Records for this exercise:
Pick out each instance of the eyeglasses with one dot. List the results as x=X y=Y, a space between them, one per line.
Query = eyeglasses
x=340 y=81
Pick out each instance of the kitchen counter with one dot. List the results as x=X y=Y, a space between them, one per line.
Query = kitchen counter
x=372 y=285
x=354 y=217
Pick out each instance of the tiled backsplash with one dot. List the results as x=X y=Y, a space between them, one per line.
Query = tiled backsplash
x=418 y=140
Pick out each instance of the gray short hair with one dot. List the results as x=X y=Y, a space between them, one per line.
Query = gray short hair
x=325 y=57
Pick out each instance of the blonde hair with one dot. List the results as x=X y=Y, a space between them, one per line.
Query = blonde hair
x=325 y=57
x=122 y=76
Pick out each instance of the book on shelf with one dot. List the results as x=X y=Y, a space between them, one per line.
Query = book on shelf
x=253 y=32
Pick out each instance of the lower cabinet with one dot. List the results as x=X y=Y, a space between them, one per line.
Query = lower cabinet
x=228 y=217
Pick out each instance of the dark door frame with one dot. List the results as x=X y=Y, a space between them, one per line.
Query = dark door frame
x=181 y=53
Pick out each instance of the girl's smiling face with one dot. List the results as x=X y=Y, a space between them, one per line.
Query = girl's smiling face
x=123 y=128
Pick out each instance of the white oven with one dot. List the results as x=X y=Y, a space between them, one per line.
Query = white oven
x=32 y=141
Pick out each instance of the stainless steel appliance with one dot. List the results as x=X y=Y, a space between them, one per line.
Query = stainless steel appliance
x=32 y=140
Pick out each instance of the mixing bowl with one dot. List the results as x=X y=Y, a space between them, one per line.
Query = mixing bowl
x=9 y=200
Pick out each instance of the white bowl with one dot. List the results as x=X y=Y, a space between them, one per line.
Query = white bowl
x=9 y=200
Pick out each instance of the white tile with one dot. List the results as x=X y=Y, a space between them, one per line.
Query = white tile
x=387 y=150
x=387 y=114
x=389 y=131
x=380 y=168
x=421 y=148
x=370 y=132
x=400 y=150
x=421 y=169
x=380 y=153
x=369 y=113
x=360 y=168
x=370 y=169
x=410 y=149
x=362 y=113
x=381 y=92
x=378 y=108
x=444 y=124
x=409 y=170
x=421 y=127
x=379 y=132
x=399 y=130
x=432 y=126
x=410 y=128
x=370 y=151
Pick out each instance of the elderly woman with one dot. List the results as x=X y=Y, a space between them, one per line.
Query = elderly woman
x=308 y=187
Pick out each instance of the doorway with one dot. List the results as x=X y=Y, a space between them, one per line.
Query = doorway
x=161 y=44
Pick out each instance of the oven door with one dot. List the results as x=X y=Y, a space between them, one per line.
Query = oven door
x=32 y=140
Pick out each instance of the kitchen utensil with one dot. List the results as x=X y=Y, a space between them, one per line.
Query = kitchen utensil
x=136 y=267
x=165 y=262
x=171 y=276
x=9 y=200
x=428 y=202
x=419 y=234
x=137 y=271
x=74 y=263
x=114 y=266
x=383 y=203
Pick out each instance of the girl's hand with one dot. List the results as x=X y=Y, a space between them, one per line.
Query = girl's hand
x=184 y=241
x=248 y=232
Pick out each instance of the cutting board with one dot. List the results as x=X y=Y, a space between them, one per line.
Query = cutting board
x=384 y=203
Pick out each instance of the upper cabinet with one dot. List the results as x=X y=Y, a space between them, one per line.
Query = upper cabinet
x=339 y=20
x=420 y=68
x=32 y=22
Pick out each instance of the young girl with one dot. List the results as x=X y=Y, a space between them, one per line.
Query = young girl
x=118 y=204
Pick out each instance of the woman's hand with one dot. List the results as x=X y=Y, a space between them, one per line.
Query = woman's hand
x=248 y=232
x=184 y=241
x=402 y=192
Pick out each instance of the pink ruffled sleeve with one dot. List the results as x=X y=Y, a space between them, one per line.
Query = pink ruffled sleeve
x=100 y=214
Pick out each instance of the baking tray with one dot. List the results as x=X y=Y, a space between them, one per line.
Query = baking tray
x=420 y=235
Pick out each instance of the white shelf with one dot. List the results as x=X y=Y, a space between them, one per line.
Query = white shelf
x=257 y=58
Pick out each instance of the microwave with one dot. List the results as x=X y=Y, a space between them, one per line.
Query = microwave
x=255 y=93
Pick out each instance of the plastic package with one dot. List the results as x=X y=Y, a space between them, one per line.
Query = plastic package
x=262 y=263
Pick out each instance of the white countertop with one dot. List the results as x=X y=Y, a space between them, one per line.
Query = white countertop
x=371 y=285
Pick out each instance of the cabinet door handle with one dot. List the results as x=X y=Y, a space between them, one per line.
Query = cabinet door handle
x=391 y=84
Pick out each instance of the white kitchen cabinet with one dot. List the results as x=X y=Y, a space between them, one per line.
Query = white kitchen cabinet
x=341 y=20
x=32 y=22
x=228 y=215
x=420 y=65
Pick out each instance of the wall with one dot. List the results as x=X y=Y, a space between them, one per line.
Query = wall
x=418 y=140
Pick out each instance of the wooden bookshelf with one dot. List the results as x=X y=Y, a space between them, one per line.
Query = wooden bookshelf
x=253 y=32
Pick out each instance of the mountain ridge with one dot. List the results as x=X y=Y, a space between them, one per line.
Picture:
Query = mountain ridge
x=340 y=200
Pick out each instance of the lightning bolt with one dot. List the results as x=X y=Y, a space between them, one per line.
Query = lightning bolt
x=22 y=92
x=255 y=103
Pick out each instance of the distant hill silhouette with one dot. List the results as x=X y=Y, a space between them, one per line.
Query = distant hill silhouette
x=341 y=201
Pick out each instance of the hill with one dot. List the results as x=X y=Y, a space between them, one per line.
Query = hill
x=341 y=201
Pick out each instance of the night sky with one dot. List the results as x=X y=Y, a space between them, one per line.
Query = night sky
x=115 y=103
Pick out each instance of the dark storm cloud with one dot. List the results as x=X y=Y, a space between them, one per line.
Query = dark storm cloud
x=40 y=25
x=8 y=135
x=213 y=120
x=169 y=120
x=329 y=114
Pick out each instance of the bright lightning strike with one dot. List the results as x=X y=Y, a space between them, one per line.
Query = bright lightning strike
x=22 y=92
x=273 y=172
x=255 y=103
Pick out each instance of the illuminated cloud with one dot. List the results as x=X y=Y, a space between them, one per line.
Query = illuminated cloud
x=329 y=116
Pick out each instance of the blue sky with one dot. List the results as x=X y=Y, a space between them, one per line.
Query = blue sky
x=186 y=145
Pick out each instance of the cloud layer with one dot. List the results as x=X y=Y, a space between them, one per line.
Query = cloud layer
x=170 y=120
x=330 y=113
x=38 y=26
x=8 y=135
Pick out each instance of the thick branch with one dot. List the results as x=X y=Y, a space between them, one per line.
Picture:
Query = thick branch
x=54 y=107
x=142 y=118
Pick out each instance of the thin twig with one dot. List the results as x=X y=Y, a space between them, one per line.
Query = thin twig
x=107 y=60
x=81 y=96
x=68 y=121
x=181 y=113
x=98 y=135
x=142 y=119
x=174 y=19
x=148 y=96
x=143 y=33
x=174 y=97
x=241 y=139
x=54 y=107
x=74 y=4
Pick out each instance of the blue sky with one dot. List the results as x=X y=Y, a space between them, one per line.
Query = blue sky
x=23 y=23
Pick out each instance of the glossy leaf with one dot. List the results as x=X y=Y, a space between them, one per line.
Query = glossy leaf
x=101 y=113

What you should do: Rewrite the stretch from the line containing "Pick out each instance of the thin" through the end of the records, requests included. Scale every coordinate in the answers by 1.9 and round each result to a whole number, with halves rounded up.

Answer to this exercise:
Pick out each instance of the thin twig with one dot. List the results as x=X y=Y, a space between them, one per line.
Query = thin twig
x=203 y=114
x=154 y=182
x=129 y=230
x=344 y=215
x=186 y=257
x=270 y=226
x=331 y=36
x=281 y=182
x=272 y=63
x=331 y=184
x=458 y=264
x=103 y=203
x=141 y=8
Pick out each instance of the blue sky with one dot. List the results as x=X y=Y, a space between them, one per line.
Query = blue sky
x=44 y=44
Pick out each instance of the glossy leaf with one dot. List the results as x=X y=Y, a space between them, one per line.
Query = glossy leaf
x=192 y=215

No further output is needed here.